Objective >> Can you collect every line in the rows below that contains the word "bird" and copy each one out?
++++ Stored records ++++
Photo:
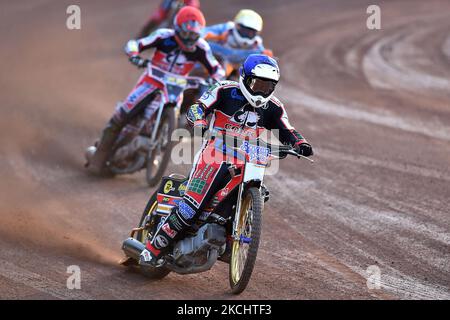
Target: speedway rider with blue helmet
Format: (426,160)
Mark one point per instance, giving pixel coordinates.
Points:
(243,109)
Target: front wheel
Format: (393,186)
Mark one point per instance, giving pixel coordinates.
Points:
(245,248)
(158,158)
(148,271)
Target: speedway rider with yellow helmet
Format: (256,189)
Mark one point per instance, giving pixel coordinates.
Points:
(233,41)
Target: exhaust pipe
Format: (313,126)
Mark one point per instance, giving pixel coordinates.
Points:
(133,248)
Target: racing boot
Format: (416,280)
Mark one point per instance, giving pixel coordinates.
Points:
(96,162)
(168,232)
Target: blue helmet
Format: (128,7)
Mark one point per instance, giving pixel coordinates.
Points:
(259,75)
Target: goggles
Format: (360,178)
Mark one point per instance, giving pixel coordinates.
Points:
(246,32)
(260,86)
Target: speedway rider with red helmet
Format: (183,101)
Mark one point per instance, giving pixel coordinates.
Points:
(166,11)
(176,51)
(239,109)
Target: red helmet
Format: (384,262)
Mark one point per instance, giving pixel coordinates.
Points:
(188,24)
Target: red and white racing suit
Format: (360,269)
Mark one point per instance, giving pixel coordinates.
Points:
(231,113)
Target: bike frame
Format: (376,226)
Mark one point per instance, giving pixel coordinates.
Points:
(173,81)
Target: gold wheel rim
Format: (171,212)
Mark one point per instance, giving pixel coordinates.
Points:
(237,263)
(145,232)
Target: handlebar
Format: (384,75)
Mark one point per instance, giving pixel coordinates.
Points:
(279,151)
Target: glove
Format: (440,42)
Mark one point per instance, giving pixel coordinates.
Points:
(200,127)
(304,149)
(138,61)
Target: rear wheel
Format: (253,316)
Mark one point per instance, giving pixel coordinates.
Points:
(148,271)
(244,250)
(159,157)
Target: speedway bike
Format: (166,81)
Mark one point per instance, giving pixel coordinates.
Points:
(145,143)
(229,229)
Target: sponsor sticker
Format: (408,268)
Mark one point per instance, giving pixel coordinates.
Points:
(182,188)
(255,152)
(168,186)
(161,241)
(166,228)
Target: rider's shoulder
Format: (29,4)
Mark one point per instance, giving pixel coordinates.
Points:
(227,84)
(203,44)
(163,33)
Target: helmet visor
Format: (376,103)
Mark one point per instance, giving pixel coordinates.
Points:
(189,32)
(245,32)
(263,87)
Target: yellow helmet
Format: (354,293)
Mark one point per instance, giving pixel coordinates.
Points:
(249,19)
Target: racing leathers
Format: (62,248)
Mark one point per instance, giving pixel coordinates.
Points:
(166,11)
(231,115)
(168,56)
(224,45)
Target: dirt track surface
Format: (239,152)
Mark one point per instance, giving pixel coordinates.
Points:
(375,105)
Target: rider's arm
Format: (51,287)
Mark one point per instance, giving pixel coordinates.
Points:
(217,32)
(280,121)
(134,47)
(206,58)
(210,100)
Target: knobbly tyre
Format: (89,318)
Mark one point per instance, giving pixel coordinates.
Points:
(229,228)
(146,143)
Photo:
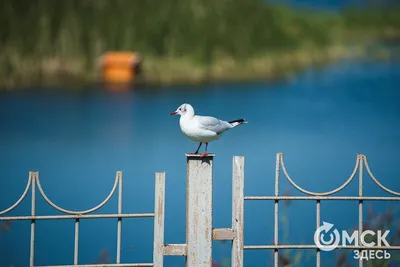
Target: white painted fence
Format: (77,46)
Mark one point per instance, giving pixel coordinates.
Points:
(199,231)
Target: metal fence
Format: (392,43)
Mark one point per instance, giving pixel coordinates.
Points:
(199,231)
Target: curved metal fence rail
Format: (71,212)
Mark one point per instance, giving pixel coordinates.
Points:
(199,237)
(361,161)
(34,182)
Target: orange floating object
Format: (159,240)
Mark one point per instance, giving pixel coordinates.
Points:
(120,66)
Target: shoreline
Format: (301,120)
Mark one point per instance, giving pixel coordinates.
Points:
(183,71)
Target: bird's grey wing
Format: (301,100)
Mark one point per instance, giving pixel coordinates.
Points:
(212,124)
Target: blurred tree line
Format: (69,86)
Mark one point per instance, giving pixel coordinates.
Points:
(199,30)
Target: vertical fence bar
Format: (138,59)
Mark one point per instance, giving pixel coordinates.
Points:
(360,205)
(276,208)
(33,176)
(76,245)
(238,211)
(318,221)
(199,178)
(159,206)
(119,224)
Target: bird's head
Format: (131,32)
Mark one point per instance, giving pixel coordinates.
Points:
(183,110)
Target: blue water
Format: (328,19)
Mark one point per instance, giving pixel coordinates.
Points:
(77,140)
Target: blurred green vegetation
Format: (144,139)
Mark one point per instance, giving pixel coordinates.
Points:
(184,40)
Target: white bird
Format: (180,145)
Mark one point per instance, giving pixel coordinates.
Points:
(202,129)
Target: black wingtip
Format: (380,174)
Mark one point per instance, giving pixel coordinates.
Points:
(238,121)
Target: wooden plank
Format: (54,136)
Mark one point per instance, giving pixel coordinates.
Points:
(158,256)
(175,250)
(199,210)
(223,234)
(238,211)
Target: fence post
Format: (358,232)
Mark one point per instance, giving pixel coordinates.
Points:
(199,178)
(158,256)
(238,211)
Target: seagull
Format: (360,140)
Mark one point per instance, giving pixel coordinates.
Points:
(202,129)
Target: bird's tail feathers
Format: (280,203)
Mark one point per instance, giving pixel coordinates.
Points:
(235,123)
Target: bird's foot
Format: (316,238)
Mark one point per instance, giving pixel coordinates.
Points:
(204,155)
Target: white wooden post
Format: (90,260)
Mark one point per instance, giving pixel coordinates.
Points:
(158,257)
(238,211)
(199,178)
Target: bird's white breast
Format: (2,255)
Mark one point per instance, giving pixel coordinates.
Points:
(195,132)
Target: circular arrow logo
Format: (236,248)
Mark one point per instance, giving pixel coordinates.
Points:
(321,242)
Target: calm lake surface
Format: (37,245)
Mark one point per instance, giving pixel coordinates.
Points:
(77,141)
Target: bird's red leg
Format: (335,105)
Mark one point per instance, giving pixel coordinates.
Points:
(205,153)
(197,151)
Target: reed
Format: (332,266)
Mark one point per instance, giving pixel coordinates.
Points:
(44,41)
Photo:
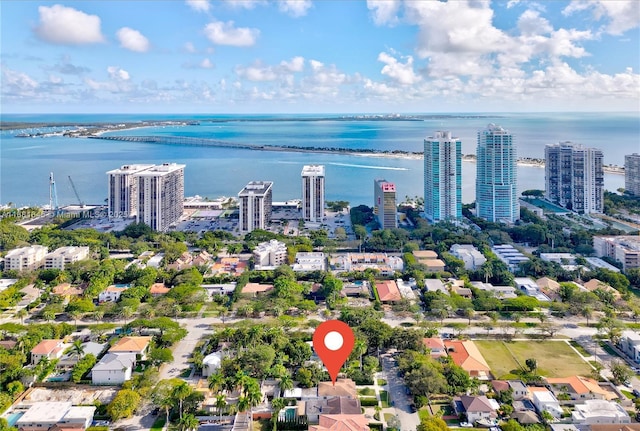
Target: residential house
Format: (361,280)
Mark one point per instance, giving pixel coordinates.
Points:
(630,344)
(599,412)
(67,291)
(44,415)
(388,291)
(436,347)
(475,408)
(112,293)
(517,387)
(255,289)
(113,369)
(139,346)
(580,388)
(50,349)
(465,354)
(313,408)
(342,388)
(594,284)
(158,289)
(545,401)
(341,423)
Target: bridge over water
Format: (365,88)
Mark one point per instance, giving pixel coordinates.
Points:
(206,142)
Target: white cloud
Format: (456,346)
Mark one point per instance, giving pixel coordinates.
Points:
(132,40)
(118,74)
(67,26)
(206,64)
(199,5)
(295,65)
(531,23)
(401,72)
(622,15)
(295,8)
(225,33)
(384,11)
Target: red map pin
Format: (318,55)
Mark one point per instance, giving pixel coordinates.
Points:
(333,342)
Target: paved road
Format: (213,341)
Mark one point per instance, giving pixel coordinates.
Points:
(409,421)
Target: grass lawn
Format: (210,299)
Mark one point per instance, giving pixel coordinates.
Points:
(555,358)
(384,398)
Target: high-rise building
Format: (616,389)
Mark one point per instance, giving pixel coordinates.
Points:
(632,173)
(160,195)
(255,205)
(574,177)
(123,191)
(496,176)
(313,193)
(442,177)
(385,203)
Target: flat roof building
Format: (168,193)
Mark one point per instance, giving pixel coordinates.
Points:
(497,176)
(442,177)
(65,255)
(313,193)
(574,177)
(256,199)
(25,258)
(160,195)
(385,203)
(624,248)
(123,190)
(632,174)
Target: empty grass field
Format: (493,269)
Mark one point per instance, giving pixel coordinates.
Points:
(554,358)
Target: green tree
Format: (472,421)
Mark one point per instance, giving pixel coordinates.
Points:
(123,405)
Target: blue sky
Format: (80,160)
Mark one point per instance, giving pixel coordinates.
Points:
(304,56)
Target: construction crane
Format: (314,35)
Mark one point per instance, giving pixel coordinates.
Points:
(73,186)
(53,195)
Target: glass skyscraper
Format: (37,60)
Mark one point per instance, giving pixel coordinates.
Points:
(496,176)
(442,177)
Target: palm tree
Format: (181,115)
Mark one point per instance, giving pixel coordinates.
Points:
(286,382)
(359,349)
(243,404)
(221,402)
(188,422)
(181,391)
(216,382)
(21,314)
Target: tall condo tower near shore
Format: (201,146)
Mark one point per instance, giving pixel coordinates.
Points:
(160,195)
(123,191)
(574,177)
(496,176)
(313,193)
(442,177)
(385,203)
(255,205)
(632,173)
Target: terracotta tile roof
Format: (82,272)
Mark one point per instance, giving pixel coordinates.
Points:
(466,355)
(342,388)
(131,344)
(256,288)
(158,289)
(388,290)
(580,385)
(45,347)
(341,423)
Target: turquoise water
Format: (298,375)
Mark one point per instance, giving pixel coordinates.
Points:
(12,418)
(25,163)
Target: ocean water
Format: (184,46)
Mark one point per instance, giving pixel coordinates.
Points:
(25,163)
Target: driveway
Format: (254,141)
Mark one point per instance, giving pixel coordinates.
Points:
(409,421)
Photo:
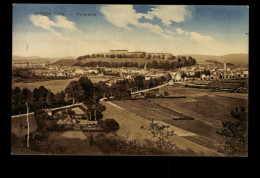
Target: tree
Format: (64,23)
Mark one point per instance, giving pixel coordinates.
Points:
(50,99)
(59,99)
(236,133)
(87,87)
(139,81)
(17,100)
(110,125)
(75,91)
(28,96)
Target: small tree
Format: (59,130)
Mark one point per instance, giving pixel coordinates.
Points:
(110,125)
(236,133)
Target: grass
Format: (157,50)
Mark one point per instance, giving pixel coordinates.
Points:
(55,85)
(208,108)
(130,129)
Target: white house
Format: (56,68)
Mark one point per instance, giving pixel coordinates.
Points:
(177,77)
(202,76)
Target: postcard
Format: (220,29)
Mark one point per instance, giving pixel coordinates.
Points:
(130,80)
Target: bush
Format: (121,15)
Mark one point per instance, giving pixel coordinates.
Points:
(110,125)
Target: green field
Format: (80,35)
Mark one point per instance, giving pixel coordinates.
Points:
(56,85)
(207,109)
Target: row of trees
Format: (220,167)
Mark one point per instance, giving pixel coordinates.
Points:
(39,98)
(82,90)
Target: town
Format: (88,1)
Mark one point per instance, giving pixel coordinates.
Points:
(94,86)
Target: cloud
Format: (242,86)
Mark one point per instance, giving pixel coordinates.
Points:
++++
++++ Stored records ++++
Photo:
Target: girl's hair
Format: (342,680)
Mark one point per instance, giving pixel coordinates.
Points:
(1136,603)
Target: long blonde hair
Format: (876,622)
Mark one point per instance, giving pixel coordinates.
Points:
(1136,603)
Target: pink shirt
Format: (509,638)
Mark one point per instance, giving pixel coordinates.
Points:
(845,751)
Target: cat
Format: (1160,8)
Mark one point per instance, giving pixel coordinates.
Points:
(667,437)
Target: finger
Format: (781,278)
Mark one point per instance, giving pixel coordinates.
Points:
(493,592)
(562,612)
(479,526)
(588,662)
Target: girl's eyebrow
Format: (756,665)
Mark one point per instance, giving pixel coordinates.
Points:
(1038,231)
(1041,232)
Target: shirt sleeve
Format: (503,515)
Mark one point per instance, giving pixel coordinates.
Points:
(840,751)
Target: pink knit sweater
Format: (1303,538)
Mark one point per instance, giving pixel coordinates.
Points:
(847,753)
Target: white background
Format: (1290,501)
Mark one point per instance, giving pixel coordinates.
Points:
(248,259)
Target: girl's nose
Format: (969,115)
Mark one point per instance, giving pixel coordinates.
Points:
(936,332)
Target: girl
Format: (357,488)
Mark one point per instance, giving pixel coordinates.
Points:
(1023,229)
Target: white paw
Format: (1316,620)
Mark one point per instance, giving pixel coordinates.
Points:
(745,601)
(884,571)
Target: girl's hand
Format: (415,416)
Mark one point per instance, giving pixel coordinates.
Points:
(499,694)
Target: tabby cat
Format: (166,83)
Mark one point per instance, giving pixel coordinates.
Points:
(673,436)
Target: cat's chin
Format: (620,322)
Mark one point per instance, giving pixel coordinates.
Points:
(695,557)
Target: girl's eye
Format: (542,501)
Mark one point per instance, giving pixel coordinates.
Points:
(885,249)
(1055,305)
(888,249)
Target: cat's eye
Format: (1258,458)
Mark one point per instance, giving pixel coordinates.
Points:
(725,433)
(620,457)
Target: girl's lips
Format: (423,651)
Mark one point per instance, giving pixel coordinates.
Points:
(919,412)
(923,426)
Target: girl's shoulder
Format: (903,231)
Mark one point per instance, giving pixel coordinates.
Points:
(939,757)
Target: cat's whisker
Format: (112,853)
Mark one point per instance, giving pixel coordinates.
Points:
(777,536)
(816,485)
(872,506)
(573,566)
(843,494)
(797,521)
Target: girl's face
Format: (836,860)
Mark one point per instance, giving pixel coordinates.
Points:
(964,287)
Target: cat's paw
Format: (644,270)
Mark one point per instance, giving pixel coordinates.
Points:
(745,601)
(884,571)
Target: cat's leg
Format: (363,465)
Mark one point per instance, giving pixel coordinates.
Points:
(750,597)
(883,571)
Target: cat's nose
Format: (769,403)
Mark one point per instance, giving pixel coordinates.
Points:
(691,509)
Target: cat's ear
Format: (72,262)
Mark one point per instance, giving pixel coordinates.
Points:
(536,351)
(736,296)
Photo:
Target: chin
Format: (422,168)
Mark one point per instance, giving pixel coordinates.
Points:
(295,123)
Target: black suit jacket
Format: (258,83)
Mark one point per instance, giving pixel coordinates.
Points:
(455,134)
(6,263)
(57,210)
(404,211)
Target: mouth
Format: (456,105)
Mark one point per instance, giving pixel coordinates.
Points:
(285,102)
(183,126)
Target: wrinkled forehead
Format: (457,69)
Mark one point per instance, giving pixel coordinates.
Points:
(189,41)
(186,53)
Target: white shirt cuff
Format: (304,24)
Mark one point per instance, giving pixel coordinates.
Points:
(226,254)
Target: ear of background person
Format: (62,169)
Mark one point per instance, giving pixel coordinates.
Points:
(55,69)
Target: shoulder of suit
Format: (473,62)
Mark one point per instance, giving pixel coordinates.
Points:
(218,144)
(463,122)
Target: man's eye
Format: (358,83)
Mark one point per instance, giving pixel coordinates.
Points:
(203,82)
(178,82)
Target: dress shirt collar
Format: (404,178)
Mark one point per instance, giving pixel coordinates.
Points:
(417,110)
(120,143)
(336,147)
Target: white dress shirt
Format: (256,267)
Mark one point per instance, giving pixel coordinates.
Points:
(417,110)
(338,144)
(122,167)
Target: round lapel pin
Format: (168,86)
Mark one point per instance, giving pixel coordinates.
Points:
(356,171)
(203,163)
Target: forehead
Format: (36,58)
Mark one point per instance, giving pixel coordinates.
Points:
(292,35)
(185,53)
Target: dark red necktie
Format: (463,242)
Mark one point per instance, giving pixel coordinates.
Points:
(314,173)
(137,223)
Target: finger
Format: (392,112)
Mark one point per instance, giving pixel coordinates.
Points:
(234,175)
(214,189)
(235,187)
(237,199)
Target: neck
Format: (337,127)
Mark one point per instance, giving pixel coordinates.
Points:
++++
Written reply >>
Target: bird's grey wing
Target: bird's head
Target: white bird
Target: bird's tail feathers
Target: bird's foot
Target: bird's white breast
Target: bird's red leg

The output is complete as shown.